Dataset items
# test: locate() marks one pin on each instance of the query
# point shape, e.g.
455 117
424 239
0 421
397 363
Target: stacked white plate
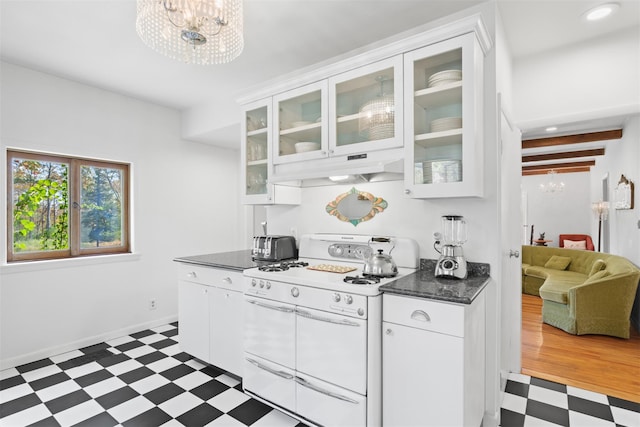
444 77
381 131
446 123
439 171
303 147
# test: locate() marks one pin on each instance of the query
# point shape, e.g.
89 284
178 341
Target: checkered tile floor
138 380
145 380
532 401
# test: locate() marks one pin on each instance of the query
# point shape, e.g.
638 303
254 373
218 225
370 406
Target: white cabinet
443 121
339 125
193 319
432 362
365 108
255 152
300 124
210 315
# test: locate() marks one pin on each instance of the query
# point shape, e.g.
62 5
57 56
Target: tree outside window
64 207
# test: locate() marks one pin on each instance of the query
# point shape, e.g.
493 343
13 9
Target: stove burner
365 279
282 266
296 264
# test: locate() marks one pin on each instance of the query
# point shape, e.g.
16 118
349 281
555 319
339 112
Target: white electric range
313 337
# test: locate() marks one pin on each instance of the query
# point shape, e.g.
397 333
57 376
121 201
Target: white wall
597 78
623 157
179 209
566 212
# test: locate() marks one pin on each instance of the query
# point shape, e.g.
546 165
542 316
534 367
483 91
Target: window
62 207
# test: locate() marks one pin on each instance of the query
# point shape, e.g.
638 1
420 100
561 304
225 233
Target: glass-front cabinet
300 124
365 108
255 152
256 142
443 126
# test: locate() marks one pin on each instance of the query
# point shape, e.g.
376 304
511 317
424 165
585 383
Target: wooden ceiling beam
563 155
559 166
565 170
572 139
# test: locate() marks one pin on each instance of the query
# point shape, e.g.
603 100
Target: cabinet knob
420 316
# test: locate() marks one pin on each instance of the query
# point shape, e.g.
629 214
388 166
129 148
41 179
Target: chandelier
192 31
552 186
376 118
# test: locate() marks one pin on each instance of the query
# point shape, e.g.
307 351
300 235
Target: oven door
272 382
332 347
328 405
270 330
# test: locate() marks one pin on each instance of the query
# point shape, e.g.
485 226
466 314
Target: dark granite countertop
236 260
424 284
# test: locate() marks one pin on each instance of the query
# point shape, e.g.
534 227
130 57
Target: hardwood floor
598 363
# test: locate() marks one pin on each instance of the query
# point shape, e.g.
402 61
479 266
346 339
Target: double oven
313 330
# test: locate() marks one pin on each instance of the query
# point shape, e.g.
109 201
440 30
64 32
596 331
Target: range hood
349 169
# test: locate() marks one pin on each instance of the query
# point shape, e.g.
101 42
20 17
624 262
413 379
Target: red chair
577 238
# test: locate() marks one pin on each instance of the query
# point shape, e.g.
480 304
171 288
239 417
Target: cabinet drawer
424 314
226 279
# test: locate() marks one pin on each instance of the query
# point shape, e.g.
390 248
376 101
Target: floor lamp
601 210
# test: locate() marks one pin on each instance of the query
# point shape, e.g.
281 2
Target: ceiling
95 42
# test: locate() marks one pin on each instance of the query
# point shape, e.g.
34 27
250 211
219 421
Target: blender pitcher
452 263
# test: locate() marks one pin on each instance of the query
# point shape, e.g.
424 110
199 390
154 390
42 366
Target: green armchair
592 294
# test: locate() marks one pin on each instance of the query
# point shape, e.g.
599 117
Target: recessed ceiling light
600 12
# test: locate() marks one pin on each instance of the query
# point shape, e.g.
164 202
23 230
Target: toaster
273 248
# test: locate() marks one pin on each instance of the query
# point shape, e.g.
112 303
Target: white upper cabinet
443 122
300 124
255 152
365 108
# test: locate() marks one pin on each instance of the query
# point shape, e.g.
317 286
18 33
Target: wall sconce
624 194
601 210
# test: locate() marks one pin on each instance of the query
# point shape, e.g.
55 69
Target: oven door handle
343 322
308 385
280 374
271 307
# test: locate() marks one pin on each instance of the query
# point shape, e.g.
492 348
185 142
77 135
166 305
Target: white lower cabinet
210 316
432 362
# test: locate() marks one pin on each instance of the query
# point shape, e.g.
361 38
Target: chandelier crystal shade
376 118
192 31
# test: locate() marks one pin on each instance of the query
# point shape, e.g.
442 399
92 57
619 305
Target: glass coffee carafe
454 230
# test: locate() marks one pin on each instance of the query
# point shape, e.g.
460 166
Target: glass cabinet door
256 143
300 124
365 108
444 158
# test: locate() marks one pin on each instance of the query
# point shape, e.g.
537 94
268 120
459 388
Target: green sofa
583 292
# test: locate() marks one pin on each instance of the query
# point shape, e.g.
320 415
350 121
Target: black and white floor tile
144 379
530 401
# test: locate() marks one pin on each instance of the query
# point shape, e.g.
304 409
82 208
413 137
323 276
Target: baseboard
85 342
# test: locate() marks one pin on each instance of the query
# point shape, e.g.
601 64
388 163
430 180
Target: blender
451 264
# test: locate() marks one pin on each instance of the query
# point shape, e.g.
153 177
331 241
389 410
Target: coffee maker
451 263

• Task prompt: Could you please repeat the entries above exactly, with every picture left out?

• Output for this task:
# test: locate() marks one pin on each instance of the query
# point shape, e.g.
455 117
424 239
0 421
397 363
Target: stacked white plate
444 77
381 131
446 123
439 171
303 147
# test: locate() marks one pin on each instance of the query
# point shape, e.g.
89 284
178 341
Target: checkered tile floor
138 380
145 380
532 401
# test: locate() marks one pin on each instance of the query
# point shape, e.g.
638 303
254 373
218 225
370 406
Target: white cabinet
443 121
339 125
193 319
432 362
365 108
255 152
300 124
210 315
# test: locate() marks one pin on each instance of the query
# point shape, e.g.
62 5
57 56
Target: tree outside window
64 207
# test: locate() marks one pin on each instance of the query
# point shape, e.g.
493 343
13 9
Target: stove burner
365 279
282 266
296 264
# test: locate() marks one pin on each instance of the query
# point shape, e.g.
16 118
349 281
555 319
339 112
Target: white electric range
313 337
# test: locate() marks one pin on each instance of the query
# point shape, e.g.
397 333
57 376
121 201
Target: white wall
597 78
623 157
179 209
566 212
# test: locate() marks one pin on each instance of the query
# point shape, e.g.
546 165
542 316
534 367
483 91
Target: window
62 207
# test: locate() marks one pin on each instance of the query
# point shape, e.g.
638 1
420 100
561 304
225 233
Target: glass-front cabinet
300 124
365 108
255 152
256 142
443 126
# test: locate() marks one pin on each instance of the query
# point shape, e.g.
376 304
511 317
424 165
585 383
Target: wooden ceiling beam
563 155
559 166
565 170
572 139
# test: locate() marks one pin on each instance of the query
# point shape, e.g.
603 100
Target: cabinet knob
420 316
# test: locate() marks one pin on each instance of the query
# point shape, e.g.
629 214
388 166
129 148
41 179
Target: chandelier
192 31
552 186
376 118
# test: locate() marks one pin on each instance of the query
# point shape, e.g.
307 351
300 235
Target: oven door
272 382
332 347
328 405
270 330
# test: locate() marks one pin on each instance of the query
# point shape, e.g.
485 226
466 314
Target: dark granite countertop
236 260
424 284
# test: locate() marks one pin on each instance of the query
# point shape, e.g.
534 227
130 57
Target: hardwood floor
598 363
# test: locate() marks one pin on each instance of the query
# point shape, e.g.
402 61
479 266
346 339
Target: double oven
313 330
# test: locate() marks one pin on each instance of the query
# point shape, e.g.
109 201
440 30
64 32
596 331
Target: range hood
349 169
# test: locate() marks one pin on each instance of the query
# point shape, e.g.
101 42
20 17
624 262
413 379
Target: red chair
577 238
# test: locate() marks one pin on each instance of the query
# point shape, e.g.
480 304
171 288
239 417
Target: cabinet drawer
424 314
226 279
# test: locate() marks one pin on each instance of the query
# point shape, e.g.
390 248
376 101
Target: floor lamp
601 210
# test: locate() marks one pin on each instance of the query
# point shape, e.g.
281 2
Target: ceiling
95 42
# test: locate() marks one pin on each instance of the query
# point shape, e.g.
34 27
250 211
219 421
Target: blender pitcher
452 263
# test: locate() marks one pin on each instance of the query
# point shape, e.g.
424 110
199 390
154 390
42 366
Target: green armchair
592 294
# test: locate() marks one pin on each instance of the query
# point shape, e.g.
599 117
Target: recessed ceiling light
600 12
# test: locate() marks one pin on each instance of the query
# point shape, e.g.
164 202
23 230
Target: toaster
273 248
# test: locate() marks one pin on each instance of the query
# point shape, e.g.
112 303
Target: white upper cabinet
443 122
300 124
255 152
365 108
# test: locate() marks one pin on each instance of the query
# point shape, e.g.
317 286
18 33
Target: wall sconce
624 194
601 210
# test: locate() marks one pin on each instance of the query
# point shape, e.g.
55 69
Target: oven door handle
343 322
308 385
280 374
271 307
# test: locate() marks one pin on each instance of the query
# point shape, e.g.
492 348
185 142
77 135
166 305
Target: white lower cabinet
210 316
432 362
# test: locate() marks one pin on each instance of the query
# point shape, e.g.
361 38
Target: chandelier crystal shade
376 118
192 31
# test: locate() marks one pin on each instance of the query
# point shape, e.g.
442 399
92 57
619 305
Target: glass coffee carafe
454 230
# test: locate() marks one pin on each instance of the query
# point shape, e.g.
460 166
Target: glass cabinet door
256 143
300 124
365 108
444 158
# test: locate() marks one pin on each instance of the query
# point shape, e.g.
537 94
268 120
459 388
Target: green sofa
583 292
# test: locate() marks one pin on each instance of the query
# point shape, e.g.
320 415
350 121
Target: black and white floor tile
144 379
530 401
# test: locate() marks one pin on each instance of the query
# point shape, e.g.
304 409
82 208
413 137
323 276
Target: baseboard
85 342
# test: locate() marks one pin on each instance of the query
# point shape, e.g.
601 64
388 163
430 180
Target: blender
451 264
# test: locate() marks one pin on each instance of the query
# point shape, e.g.
153 177
331 241
389 410
Target: coffee maker
451 263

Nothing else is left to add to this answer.